◆ What is expected: Switch "sample" to "example" throughout the material below and reproduce it with nothing else changed.

A block of data:
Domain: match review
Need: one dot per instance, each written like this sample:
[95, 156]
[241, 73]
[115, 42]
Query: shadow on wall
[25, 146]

◆ Completed task:
Domain: match review
Need: one dot per instance, each written like this example:
[95, 156]
[241, 73]
[115, 42]
Query: shadow on wall
[25, 146]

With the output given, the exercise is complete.